Given task =
Set out every line of the listing below as a numbered list, omitting blank lines and leaving out the pictures.

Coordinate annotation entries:

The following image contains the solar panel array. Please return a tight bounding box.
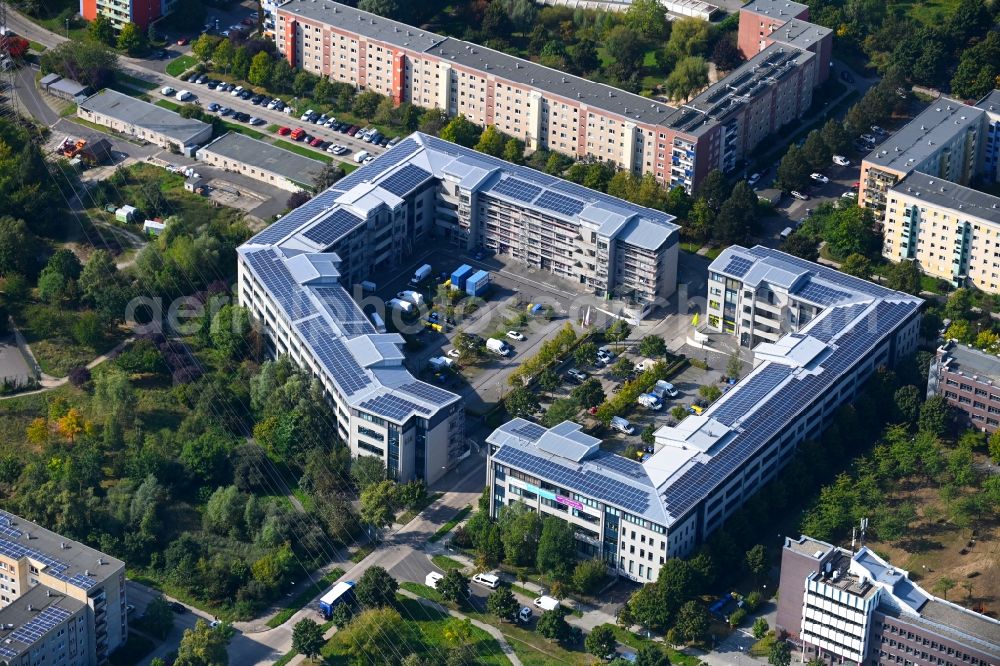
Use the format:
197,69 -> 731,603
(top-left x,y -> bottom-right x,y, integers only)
245,250 -> 319,321
302,208 -> 364,246
712,363 -> 792,426
793,278 -> 851,306
490,178 -> 542,203
358,393 -> 431,422
493,445 -> 650,516
399,382 -> 455,406
312,285 -> 376,336
295,318 -> 372,395
722,256 -> 753,277
378,164 -> 431,197
535,192 -> 585,217
663,301 -> 916,517
6,606 -> 72,656
249,190 -> 340,245
510,422 -> 548,442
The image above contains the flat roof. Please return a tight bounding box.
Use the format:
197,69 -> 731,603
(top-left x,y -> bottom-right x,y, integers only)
890,171 -> 1000,224
79,88 -> 211,144
279,0 -> 674,125
0,511 -> 125,590
864,97 -> 984,173
198,132 -> 326,187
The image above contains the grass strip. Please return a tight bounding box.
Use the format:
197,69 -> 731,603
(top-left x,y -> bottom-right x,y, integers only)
267,568 -> 344,629
429,504 -> 472,543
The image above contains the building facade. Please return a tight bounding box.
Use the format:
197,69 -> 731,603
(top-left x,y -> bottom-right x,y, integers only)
197,132 -> 325,192
80,0 -> 174,30
487,247 -> 922,582
76,88 -> 212,154
776,536 -> 1000,666
927,340 -> 1000,434
0,511 -> 128,666
275,0 -> 831,192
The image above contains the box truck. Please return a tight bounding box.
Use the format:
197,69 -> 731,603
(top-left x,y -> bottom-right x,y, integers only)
410,264 -> 431,284
465,271 -> 490,296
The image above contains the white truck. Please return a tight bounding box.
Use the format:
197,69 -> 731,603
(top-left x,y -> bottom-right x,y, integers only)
410,264 -> 431,284
396,290 -> 424,305
486,338 -> 510,356
385,298 -> 413,314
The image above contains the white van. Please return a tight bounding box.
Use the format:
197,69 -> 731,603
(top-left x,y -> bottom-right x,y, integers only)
424,571 -> 444,590
472,574 -> 500,590
611,416 -> 635,435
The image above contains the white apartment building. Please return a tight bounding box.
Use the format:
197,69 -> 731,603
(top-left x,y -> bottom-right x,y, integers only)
0,511 -> 128,666
487,246 -> 922,582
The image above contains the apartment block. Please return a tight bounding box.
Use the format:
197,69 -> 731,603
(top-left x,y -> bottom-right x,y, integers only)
882,172 -> 1000,294
927,340 -> 1000,434
275,0 -> 830,191
858,97 -> 986,217
80,0 -> 174,30
0,511 -> 128,666
776,536 -> 1000,666
487,247 -> 922,582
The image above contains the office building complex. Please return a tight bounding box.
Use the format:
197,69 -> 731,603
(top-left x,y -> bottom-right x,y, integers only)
0,511 -> 128,666
858,97 -> 985,216
80,0 -> 174,30
487,247 -> 921,582
275,0 -> 831,191
776,536 -> 1000,666
927,340 -> 1000,433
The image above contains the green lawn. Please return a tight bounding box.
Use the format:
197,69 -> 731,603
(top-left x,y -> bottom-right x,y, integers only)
274,139 -> 333,164
167,56 -> 198,76
430,505 -> 472,543
267,569 -> 344,629
431,555 -> 465,571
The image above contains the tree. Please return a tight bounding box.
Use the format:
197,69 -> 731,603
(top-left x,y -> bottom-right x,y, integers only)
503,386 -> 541,417
639,335 -> 667,358
583,624 -> 618,659
440,116 -> 482,147
767,641 -> 792,666
840,252 -> 872,280
917,395 -> 952,437
535,516 -> 576,581
351,456 -> 385,492
570,377 -> 605,409
247,51 -> 271,86
118,21 -> 146,56
488,583 -> 521,622
142,595 -> 174,640
535,606 -> 572,643
437,569 -> 469,605
674,600 -> 712,642
354,565 -> 399,608
174,619 -> 229,666
542,398 -> 580,428
292,616 -> 322,659
664,56 -> 708,100
87,14 -> 115,46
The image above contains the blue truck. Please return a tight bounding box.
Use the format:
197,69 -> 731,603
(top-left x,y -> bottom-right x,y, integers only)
465,271 -> 490,296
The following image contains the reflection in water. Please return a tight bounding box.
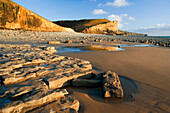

Answer to the exercise =
1. The following image contains the solar panel array. Please return a tight bounding box.
2. Use the format:
3. 197,69 -> 731,603
4. (top-left x,y -> bottom-right x,y, integers only)
5. 245,250 -> 319,321
6. 302,208 -> 364,246
7. 712,363 -> 792,426
8. 793,278 -> 851,306
9. 490,178 -> 542,203
10. 358,393 -> 431,422
11. 493,445 -> 650,516
12. 399,382 -> 455,406
13. 312,285 -> 376,336
14. 295,318 -> 372,395
15. 722,256 -> 753,277
16. 378,164 -> 431,197
17. 535,192 -> 585,217
18. 663,301 -> 916,517
19. 6,606 -> 72,656
20. 249,190 -> 340,245
21. 510,422 -> 548,442
22. The image above contains the flat roof. Please return a tight bounding box.
23. Use the format:
24. 197,69 -> 731,603
25. (top-left x,y -> bottom-right x,y, integers only)
26. 890,171 -> 1000,224
27. 79,88 -> 211,144
28. 279,0 -> 674,125
29. 0,511 -> 125,590
30. 864,97 -> 984,173
31. 198,132 -> 326,187
32. The image above contains the grass strip. Please return a tight bounding box.
33. Use the format:
34. 197,69 -> 731,603
35. (top-left x,y -> bottom-right x,y, integers only)
36. 267,568 -> 344,629
37. 429,504 -> 472,543
38. The image above contains the building facade. Please return a tight bounding box.
39. Use the format:
40. 197,69 -> 731,603
41. (top-left x,y -> bottom-right x,y, integers only)
42. 197,132 -> 325,192
43. 80,0 -> 174,30
44. 487,247 -> 922,582
45. 76,88 -> 212,154
46. 776,536 -> 1000,666
47. 927,340 -> 1000,434
48. 0,511 -> 128,666
49. 275,0 -> 831,192
50. The image above contains the box truck. Please return a tight bounding box.
51. Use the format:
52. 197,69 -> 731,603
53. (top-left x,y -> bottom-right x,y, integers only)
54. 410,264 -> 431,284
55. 465,271 -> 490,296
56. The image above contains the white truck. Please return a tight bounding box.
57. Use the format:
58. 197,69 -> 731,603
59. (top-left x,y -> bottom-right x,y, integers only)
60. 410,264 -> 431,284
61. 396,290 -> 424,305
62. 486,338 -> 510,356
63. 385,298 -> 413,314
64. The image above contains the white van. Please return a tight bounding box.
65. Use the format:
66. 197,69 -> 731,603
67. (top-left x,y -> bottom-right x,y, integers only)
68. 424,571 -> 444,590
69. 472,574 -> 500,590
70. 611,416 -> 635,435
71. The image above contains the white apartment building. Please return a tight bounding box.
72. Use the format:
73. 197,69 -> 731,603
74. (top-left x,y -> bottom-right x,y, integers only)
75. 0,511 -> 128,666
76. 487,246 -> 922,582
77. The image above contains the apartment block. Please return a tight bounding box.
78. Use the format:
79. 197,69 -> 731,603
80. (top-left x,y -> bottom-right x,y, integers only)
81. 882,172 -> 1000,294
82. 927,340 -> 1000,434
83. 275,0 -> 830,191
84. 858,97 -> 986,217
85. 80,0 -> 174,30
86. 0,511 -> 128,666
87. 776,536 -> 1000,666
88. 487,247 -> 922,582
89. The image above contains the office building complex. Please return a tight bounding box.
90. Use the format:
91. 197,69 -> 731,603
92. (top-left x,y -> bottom-right x,y, integers only)
93. 0,511 -> 128,666
94. 858,97 -> 985,216
95. 80,0 -> 174,30
96. 487,247 -> 921,582
97. 275,0 -> 831,191
98. 776,536 -> 1000,666
99. 927,340 -> 1000,433
100. The image above contains the green lawn. Please return a tight bounding box.
101. Use the format:
102. 197,69 -> 731,603
103. (top-left x,y -> bottom-right x,y, integers only)
104. 274,139 -> 333,164
105. 167,56 -> 198,76
106. 430,505 -> 472,543
107. 267,569 -> 344,629
108. 431,555 -> 465,571
109. The image above contains the tree. Please return a tight bounding box.
110. Use the format:
111. 197,69 -> 731,603
112. (top-left x,y -> bottom-right x,y, integers only)
113. 503,386 -> 541,417
114. 639,335 -> 667,358
115. 583,624 -> 618,659
116. 440,116 -> 482,147
117. 767,641 -> 792,666
118. 840,252 -> 872,280
119. 917,395 -> 952,437
120. 535,516 -> 576,581
121. 351,456 -> 385,492
122. 570,377 -> 605,409
123. 247,51 -> 271,86
124. 118,21 -> 146,56
125. 488,583 -> 521,622
126. 142,595 -> 174,640
127. 535,606 -> 572,643
128. 437,569 -> 469,605
129. 674,600 -> 712,642
130. 354,565 -> 399,608
131. 174,619 -> 229,666
132. 542,398 -> 580,428
133. 292,616 -> 322,659
134. 664,56 -> 708,100
135. 87,14 -> 115,46
136. The image above contains the blue truck. Please return a tight bounding box.
137. Use the format:
138. 197,69 -> 731,603
139. (top-left x,y -> bottom-right x,y, integers only)
140. 465,271 -> 490,296
141. The following image contains the reflection in water. Please return a tight bounding box.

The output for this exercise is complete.